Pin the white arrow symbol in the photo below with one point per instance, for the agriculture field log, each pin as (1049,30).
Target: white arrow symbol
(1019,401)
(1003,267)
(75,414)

Task prompt: Rewrite the rows above, substituting "triangle" for each "arrow" and keeping everything else the same.

Completed exercise:
Pin the white triangle symbol in the photo below with one point per instance, for the agriculture field log, each pin as (1049,30).
Target: white triangle symbol
(1019,401)
(1003,267)
(75,414)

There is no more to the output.